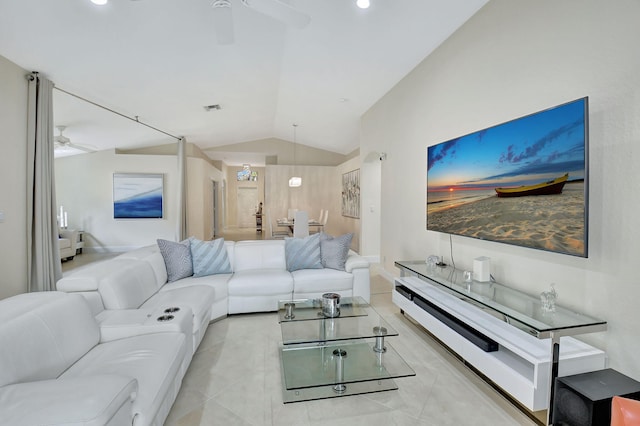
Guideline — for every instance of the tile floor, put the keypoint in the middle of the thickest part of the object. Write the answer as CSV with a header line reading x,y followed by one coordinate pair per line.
x,y
234,378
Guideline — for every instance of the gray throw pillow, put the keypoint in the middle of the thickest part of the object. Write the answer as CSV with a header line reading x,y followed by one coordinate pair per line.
x,y
334,250
303,253
177,259
209,257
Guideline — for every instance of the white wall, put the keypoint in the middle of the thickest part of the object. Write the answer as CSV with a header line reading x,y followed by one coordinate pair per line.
x,y
84,186
511,59
321,189
200,175
13,162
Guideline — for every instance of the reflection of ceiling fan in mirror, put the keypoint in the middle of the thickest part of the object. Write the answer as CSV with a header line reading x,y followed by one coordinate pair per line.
x,y
276,9
63,143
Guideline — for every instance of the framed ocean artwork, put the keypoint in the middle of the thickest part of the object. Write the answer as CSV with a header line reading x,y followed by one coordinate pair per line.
x,y
138,195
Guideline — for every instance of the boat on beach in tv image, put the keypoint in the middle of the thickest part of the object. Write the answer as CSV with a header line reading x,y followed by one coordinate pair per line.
x,y
523,182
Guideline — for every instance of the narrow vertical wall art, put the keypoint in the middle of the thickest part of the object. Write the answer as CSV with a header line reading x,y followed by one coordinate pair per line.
x,y
351,194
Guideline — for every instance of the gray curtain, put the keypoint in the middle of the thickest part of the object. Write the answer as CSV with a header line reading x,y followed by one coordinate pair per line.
x,y
182,189
43,257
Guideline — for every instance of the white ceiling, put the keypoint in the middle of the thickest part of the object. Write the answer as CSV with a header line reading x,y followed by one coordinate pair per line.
x,y
160,60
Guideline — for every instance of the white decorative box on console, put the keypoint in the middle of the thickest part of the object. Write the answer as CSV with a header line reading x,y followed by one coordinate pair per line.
x,y
500,331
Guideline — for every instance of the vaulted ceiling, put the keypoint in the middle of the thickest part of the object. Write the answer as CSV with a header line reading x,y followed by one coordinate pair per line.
x,y
160,61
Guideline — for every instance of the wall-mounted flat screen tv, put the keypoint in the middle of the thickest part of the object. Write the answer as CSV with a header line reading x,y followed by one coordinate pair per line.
x,y
523,182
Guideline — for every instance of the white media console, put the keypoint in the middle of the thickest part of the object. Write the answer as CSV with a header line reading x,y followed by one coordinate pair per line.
x,y
501,332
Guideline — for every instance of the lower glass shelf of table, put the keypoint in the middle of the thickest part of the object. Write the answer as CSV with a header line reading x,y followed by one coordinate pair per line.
x,y
332,357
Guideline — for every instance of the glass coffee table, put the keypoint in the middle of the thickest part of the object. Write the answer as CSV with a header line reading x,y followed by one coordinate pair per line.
x,y
325,357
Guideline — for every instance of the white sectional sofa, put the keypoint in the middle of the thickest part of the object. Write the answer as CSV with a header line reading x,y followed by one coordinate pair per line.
x,y
258,280
113,344
57,370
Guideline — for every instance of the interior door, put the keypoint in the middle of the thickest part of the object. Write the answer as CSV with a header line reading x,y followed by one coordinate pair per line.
x,y
214,209
247,202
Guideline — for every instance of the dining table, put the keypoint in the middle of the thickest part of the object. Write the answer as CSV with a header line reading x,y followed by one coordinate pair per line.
x,y
290,222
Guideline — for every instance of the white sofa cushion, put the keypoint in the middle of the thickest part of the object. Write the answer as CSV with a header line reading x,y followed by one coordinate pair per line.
x,y
259,255
321,281
47,339
257,283
156,361
65,402
152,255
209,257
88,278
128,286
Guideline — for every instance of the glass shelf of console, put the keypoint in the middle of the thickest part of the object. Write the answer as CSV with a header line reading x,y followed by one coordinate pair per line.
x,y
523,310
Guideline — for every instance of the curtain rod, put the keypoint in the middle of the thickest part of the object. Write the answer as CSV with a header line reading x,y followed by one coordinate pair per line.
x,y
117,113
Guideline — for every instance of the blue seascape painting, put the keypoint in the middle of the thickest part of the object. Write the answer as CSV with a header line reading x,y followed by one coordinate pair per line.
x,y
137,196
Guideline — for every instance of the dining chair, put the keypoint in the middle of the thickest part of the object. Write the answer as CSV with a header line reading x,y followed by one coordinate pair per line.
x,y
275,234
301,225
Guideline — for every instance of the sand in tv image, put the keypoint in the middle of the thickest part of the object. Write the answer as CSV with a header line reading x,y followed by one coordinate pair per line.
x,y
137,196
522,182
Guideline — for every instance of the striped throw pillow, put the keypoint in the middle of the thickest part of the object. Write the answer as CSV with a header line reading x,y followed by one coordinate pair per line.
x,y
177,259
209,257
303,253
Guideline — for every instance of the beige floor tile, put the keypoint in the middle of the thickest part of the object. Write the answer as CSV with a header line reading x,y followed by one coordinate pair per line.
x,y
235,379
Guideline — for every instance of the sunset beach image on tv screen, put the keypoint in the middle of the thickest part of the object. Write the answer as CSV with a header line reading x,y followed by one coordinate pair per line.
x,y
523,182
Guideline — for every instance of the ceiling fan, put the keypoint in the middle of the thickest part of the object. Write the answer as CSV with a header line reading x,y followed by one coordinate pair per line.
x,y
63,143
276,9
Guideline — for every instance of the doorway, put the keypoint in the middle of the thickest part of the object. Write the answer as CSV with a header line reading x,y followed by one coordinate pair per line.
x,y
215,231
247,202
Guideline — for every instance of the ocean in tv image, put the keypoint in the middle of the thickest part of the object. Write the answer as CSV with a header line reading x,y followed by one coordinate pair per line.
x,y
522,182
137,196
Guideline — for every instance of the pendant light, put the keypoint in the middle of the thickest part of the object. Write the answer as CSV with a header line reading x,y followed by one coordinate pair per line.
x,y
294,181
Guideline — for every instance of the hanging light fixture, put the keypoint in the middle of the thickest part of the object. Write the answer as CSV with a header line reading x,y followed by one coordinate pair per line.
x,y
294,181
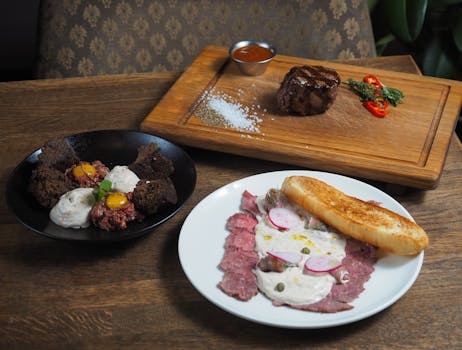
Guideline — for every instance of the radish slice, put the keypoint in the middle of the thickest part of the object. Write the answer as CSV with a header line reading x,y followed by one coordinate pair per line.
x,y
283,218
322,264
286,257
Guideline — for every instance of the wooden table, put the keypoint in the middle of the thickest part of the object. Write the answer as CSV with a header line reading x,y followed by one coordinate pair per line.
x,y
57,295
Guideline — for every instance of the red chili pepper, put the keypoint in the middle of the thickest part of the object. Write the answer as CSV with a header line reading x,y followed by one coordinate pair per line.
x,y
373,81
375,108
382,102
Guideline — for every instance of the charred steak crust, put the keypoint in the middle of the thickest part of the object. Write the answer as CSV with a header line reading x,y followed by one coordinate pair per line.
x,y
308,90
58,154
48,184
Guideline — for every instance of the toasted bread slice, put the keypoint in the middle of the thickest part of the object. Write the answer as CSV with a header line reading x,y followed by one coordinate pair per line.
x,y
364,221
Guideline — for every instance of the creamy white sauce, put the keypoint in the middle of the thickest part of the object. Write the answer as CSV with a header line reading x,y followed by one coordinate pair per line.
x,y
73,208
300,286
122,179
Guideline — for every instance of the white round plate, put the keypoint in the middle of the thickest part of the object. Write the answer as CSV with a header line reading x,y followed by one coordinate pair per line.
x,y
201,248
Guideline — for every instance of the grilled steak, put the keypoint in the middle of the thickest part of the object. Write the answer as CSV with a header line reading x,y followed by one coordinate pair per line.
x,y
48,184
308,90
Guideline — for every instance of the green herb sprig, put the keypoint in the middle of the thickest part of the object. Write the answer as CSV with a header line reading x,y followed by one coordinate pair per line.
x,y
102,189
368,92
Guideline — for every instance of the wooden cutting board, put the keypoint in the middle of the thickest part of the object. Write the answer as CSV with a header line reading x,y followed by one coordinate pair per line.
x,y
406,147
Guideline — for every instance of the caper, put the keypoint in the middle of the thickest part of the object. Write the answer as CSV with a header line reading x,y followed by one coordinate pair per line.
x,y
279,287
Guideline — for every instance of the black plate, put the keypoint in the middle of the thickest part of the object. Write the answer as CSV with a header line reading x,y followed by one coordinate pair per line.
x,y
112,147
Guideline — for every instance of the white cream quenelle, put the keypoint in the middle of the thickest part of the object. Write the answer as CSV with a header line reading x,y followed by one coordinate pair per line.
x,y
123,179
73,208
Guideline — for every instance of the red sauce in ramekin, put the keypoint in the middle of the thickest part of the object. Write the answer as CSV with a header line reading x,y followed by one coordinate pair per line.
x,y
252,53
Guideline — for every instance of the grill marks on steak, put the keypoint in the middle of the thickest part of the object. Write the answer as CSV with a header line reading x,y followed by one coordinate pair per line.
x,y
240,258
308,90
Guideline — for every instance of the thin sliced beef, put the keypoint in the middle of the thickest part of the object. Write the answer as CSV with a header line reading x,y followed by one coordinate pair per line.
x,y
236,260
240,239
240,258
359,264
241,220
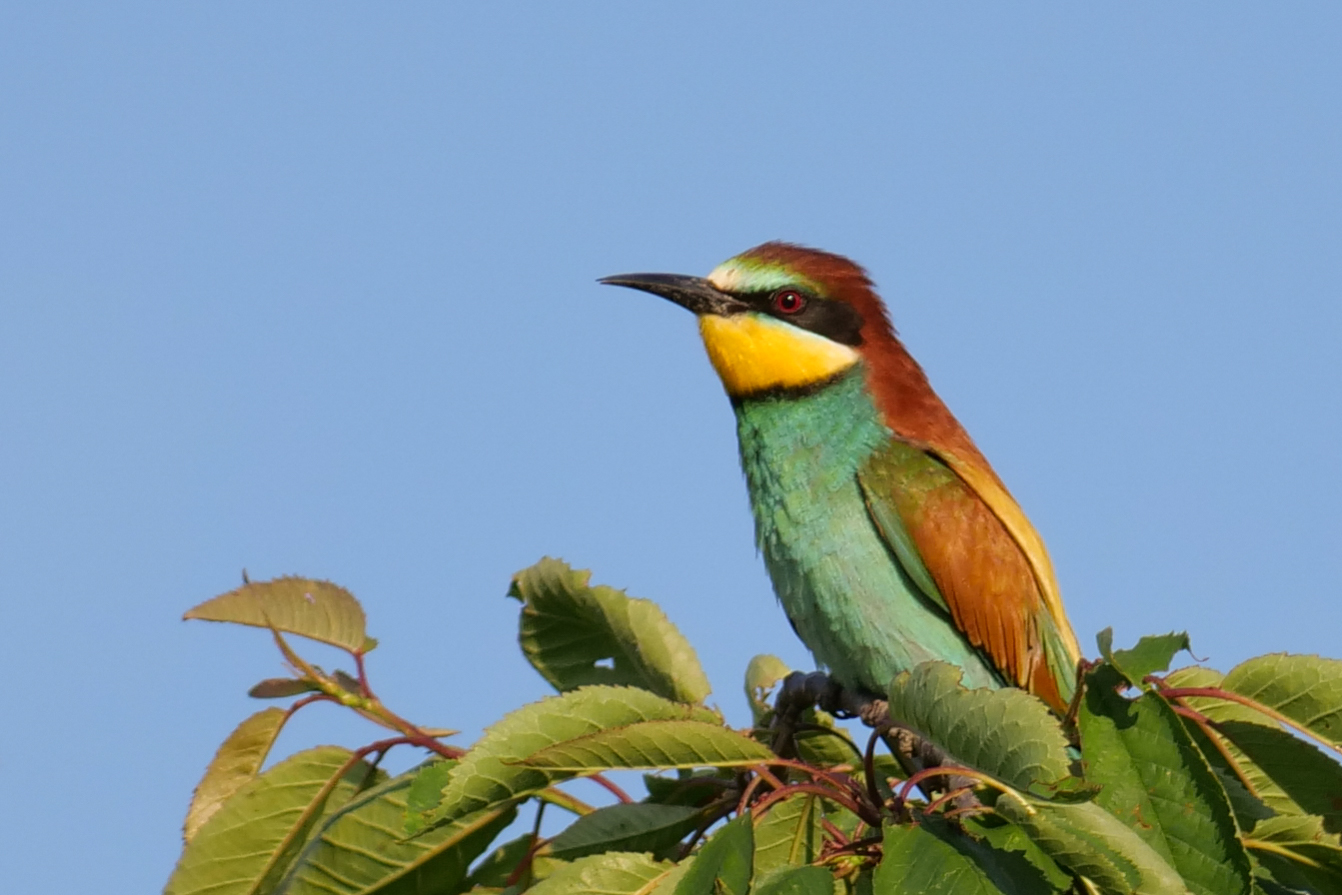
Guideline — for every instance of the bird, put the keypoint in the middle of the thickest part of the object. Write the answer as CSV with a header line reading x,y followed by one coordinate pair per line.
x,y
887,536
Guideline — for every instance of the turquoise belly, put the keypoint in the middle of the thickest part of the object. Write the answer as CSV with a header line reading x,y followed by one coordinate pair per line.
x,y
839,584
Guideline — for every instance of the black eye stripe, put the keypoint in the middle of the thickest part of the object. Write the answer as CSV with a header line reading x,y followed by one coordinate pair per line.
x,y
826,317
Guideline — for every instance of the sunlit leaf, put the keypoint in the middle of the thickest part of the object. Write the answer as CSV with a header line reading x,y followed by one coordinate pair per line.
x,y
651,744
1305,689
608,874
725,863
497,768
1156,780
317,609
251,840
1299,854
1089,841
764,674
569,629
234,766
795,880
1290,776
936,859
789,833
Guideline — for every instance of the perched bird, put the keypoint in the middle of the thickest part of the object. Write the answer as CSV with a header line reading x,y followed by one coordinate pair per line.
x,y
889,538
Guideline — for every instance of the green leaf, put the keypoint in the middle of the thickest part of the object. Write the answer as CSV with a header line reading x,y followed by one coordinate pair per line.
x,y
1299,852
695,789
251,840
1042,875
1305,689
427,791
795,880
725,863
234,766
316,609
764,674
626,828
568,627
1302,772
608,874
1007,733
1152,654
281,687
1089,841
1157,781
495,769
360,848
498,866
789,833
934,859
1288,774
652,744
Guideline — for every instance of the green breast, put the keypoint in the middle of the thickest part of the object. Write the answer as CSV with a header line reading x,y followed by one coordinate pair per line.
x,y
846,595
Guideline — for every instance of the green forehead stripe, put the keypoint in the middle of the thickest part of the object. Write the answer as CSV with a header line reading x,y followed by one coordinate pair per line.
x,y
752,275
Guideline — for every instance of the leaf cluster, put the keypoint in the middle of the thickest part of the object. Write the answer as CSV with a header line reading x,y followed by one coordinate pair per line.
x,y
1153,784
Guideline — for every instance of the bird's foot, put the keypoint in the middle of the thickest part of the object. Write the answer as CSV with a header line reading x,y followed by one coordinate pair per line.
x,y
800,693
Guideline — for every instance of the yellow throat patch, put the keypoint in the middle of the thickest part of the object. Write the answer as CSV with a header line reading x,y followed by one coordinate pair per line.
x,y
756,353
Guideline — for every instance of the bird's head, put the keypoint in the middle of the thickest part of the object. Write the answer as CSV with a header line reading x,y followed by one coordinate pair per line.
x,y
779,317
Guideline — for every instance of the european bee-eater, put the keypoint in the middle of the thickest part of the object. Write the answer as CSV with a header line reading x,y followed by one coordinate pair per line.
x,y
889,538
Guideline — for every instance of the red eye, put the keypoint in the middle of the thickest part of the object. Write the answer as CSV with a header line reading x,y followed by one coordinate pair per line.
x,y
789,301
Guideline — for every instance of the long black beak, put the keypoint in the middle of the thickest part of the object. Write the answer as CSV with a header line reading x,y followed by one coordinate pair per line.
x,y
691,293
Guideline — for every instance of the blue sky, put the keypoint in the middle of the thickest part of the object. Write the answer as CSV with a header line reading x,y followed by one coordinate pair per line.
x,y
310,289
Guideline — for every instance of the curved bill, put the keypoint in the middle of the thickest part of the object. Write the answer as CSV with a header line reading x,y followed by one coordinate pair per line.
x,y
691,293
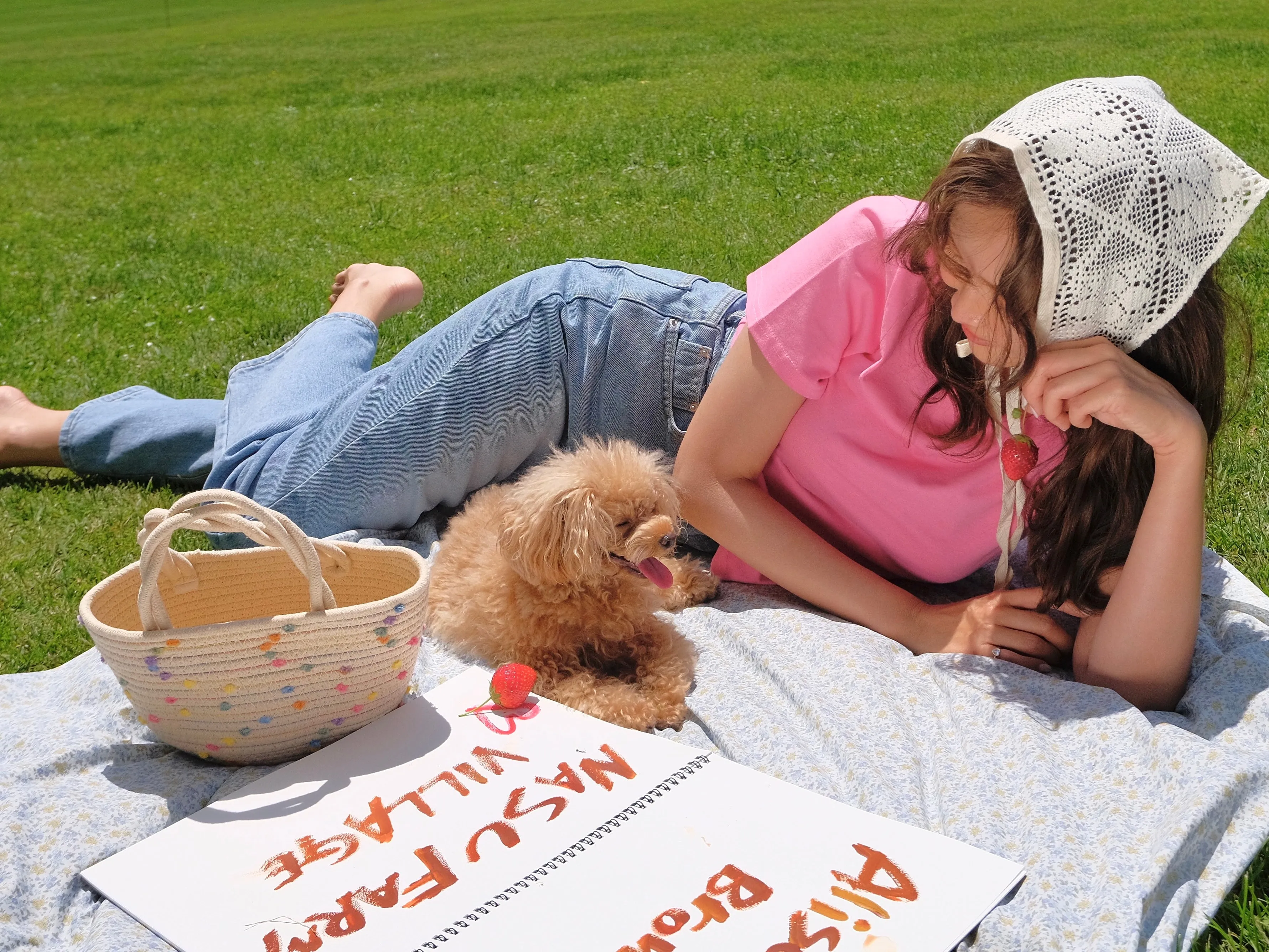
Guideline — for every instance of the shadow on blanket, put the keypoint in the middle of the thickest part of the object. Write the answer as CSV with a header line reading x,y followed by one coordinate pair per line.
x,y
319,770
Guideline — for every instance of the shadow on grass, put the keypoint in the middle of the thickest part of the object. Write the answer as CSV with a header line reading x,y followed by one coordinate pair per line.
x,y
35,479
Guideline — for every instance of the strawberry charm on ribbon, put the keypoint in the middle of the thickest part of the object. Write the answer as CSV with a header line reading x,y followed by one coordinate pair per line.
x,y
509,688
1018,456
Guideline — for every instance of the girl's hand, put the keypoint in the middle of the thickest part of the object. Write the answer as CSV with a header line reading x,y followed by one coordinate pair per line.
x,y
1078,381
1003,620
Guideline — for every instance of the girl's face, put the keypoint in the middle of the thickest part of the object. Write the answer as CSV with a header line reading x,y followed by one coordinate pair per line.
x,y
983,244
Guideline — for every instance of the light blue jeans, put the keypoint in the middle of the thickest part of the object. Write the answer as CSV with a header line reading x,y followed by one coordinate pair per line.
x,y
583,348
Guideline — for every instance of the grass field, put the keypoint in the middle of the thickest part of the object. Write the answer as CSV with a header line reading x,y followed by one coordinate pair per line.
x,y
180,182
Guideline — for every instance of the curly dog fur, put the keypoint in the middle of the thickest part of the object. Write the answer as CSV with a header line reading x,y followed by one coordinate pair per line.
x,y
544,571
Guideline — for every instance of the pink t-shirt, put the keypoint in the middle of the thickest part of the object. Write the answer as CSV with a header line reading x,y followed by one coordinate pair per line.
x,y
842,325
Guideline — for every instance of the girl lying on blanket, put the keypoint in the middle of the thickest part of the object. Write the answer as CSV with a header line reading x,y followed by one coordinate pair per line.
x,y
1040,345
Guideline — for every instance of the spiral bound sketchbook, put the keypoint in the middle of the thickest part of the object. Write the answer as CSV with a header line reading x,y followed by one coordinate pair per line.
x,y
542,829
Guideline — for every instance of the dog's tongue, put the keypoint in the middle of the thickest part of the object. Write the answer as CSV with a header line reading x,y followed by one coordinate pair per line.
x,y
655,571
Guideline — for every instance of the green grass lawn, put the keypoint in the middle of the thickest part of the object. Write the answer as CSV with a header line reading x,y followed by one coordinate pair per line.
x,y
180,182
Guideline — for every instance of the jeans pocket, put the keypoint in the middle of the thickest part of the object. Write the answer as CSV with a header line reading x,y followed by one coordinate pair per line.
x,y
687,363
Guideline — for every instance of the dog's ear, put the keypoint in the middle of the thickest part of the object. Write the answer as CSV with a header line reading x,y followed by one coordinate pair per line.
x,y
554,534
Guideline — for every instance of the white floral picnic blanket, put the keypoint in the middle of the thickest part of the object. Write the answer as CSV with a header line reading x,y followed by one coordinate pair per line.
x,y
1131,827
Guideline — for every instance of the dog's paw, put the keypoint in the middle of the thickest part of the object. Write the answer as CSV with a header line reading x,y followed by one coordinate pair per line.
x,y
693,584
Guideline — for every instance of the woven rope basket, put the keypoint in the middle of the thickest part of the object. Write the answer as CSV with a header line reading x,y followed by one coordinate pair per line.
x,y
258,656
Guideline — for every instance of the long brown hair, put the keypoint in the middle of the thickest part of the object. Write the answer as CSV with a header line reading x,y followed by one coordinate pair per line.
x,y
1083,516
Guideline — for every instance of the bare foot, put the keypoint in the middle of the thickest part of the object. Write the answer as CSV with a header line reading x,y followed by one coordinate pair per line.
x,y
376,291
29,433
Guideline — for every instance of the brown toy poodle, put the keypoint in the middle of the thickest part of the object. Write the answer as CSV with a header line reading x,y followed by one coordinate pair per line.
x,y
564,571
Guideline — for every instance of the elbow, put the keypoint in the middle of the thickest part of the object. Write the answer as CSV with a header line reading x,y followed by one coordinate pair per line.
x,y
1144,693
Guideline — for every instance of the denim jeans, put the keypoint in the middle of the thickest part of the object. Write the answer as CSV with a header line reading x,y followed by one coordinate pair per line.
x,y
583,348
::::::::::
__Stated task__
Starting at the line containing "Guideline — for every instance of the brown" and ending at the last line of the records, rewrite each line as an item in a numbered list, omitting blank lines.

__Exercise output__
1. Guideline — for every instance of the brown toy poodle, put the keypoint in the middle of the thickest part of the object. Write the answer as CSV with a header line reading x,y followed by one coordinate pair per line.
2. x,y
3. 564,571
4. Guideline — for every instance of the elbow, put the keypoint in the middle of the thickest part of the object. Write the answer as CSV with a header line reading x,y followed by one coordinate pair per line.
5. x,y
6. 1144,693
7. Guideline — for every instance of the denim jeans, put the keypoint in the middle of the thickest part of the object. Write the answer as CSV with a header line reading x,y followed by one coordinate pair per line.
8. x,y
9. 583,348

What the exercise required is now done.